### Instructions to follow
Keeping every character intact, repeat the whole listing.

### Dataset records
*-*-*
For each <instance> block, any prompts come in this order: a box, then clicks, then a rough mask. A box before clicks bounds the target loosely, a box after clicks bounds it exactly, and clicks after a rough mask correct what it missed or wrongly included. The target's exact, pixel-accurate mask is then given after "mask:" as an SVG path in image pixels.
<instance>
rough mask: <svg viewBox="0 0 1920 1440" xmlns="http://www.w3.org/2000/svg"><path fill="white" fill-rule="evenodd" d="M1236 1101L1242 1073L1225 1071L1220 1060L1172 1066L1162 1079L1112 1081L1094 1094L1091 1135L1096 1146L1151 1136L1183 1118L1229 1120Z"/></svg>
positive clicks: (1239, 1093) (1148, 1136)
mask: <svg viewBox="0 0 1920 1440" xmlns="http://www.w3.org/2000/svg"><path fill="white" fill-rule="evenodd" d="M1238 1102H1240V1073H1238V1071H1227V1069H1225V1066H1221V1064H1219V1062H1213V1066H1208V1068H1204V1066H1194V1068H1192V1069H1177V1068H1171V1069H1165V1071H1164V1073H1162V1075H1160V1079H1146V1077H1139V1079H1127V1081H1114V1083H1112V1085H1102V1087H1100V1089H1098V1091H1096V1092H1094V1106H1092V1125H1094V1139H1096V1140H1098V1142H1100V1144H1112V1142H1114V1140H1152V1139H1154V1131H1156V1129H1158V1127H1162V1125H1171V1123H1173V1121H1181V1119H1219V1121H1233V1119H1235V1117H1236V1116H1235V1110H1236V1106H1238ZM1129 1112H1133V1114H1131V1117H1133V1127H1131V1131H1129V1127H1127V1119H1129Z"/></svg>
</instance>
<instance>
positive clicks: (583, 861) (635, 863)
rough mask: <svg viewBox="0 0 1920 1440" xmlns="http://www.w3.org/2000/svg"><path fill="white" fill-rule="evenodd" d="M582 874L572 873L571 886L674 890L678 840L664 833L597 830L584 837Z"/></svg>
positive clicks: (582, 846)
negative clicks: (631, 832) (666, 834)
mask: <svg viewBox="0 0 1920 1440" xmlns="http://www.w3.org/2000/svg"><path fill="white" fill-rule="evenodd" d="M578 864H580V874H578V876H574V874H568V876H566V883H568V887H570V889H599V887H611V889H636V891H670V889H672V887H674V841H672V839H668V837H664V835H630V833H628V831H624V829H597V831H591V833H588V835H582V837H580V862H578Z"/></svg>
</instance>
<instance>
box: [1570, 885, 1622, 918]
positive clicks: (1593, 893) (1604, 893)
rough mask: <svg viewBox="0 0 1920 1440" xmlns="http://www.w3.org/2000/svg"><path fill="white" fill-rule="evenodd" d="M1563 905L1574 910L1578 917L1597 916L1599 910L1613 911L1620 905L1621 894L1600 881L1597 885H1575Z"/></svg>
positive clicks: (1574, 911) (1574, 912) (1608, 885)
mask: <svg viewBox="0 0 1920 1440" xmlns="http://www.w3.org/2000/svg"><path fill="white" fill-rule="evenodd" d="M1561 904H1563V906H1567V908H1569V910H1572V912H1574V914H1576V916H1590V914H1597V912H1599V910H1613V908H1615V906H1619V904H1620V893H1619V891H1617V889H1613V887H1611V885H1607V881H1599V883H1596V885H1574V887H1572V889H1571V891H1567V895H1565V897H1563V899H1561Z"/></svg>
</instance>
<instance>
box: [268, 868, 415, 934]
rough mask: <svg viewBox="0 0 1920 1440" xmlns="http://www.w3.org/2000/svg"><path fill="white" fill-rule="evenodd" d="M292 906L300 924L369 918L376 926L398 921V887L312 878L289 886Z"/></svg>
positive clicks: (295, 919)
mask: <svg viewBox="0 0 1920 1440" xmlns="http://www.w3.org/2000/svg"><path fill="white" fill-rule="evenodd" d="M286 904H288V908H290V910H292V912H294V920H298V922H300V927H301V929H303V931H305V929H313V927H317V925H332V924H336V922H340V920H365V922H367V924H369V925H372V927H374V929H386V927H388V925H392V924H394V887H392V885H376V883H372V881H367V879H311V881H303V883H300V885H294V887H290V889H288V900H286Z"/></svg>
*-*-*
### Answer for this exercise
For each <instance> block, any prompts come in this order: a box, then clicks, then a rough mask. A box before clicks bounds the target loosely, a box after clicks bounds it exactly, and clicks after a rough mask correct what it missed or wrongly included. The target's exact, pixel-accurate mask is then given after "mask:" as an SVG path in image pixels.
<instance>
rough mask: <svg viewBox="0 0 1920 1440" xmlns="http://www.w3.org/2000/svg"><path fill="white" fill-rule="evenodd" d="M1236 1101L1242 1073L1225 1071L1220 1060L1172 1066L1162 1079L1112 1081L1094 1094L1091 1135L1096 1146L1151 1136L1183 1118L1229 1120Z"/></svg>
positive clicks: (1239, 1093) (1148, 1136)
mask: <svg viewBox="0 0 1920 1440" xmlns="http://www.w3.org/2000/svg"><path fill="white" fill-rule="evenodd" d="M1238 1102H1240V1073H1238V1071H1227V1069H1225V1066H1221V1064H1219V1062H1213V1066H1208V1068H1204V1066H1194V1068H1192V1069H1177V1068H1171V1069H1165V1071H1164V1073H1162V1075H1160V1079H1146V1077H1139V1079H1127V1081H1114V1083H1112V1085H1102V1087H1100V1089H1098V1091H1096V1092H1094V1106H1092V1125H1094V1139H1096V1140H1098V1142H1100V1144H1112V1142H1114V1140H1152V1139H1154V1131H1156V1129H1158V1127H1162V1125H1171V1123H1173V1121H1181V1119H1219V1121H1233V1119H1235V1117H1236V1116H1235V1110H1236V1106H1238ZM1129 1112H1133V1114H1131V1117H1133V1127H1131V1131H1129V1127H1127V1119H1129Z"/></svg>
</instance>
<instance>
positive clicks: (583, 861) (635, 863)
rough mask: <svg viewBox="0 0 1920 1440" xmlns="http://www.w3.org/2000/svg"><path fill="white" fill-rule="evenodd" d="M582 874L572 873L571 886L674 890L678 840L664 833L597 830L584 837Z"/></svg>
positive clicks: (582, 846)
negative clicks: (631, 832) (666, 834)
mask: <svg viewBox="0 0 1920 1440" xmlns="http://www.w3.org/2000/svg"><path fill="white" fill-rule="evenodd" d="M578 864H580V874H578V876H574V874H568V876H566V883H568V887H570V889H599V887H611V889H636V891H670V889H672V887H674V841H672V839H668V837H664V835H630V833H628V831H624V829H597V831H591V833H588V835H582V837H580V862H578Z"/></svg>
</instance>
<instance>
box: [1570, 885, 1622, 918]
positive clicks: (1593, 893) (1604, 893)
rough mask: <svg viewBox="0 0 1920 1440" xmlns="http://www.w3.org/2000/svg"><path fill="white" fill-rule="evenodd" d="M1563 905L1574 910L1578 917L1597 916L1599 910L1613 911L1620 905L1621 894L1600 881L1597 885H1575Z"/></svg>
positive clicks: (1574, 911) (1574, 912) (1608, 885)
mask: <svg viewBox="0 0 1920 1440" xmlns="http://www.w3.org/2000/svg"><path fill="white" fill-rule="evenodd" d="M1561 904H1563V906H1567V908H1569V910H1572V912H1574V914H1576V916H1590V914H1597V912H1599V910H1613V908H1615V906H1619V904H1620V893H1619V891H1617V889H1613V887H1611V885H1607V881H1599V883H1596V885H1574V887H1572V889H1571V891H1567V895H1565V897H1563V899H1561Z"/></svg>
</instance>
<instance>
box: [268, 868, 415, 934]
rough mask: <svg viewBox="0 0 1920 1440" xmlns="http://www.w3.org/2000/svg"><path fill="white" fill-rule="evenodd" d="M292 906L300 924L369 918L376 926L398 921V887L312 878L289 886Z"/></svg>
positive clicks: (295, 919)
mask: <svg viewBox="0 0 1920 1440" xmlns="http://www.w3.org/2000/svg"><path fill="white" fill-rule="evenodd" d="M286 904H288V908H290V910H292V912H294V920H298V922H300V927H301V929H303V931H305V929H313V927H317V925H332V924H336V922H340V920H365V922H367V924H369V925H372V927H374V929H386V927H388V925H392V924H394V887H392V885H376V883H372V881H367V879H311V881H303V883H300V885H294V887H290V889H288V900H286Z"/></svg>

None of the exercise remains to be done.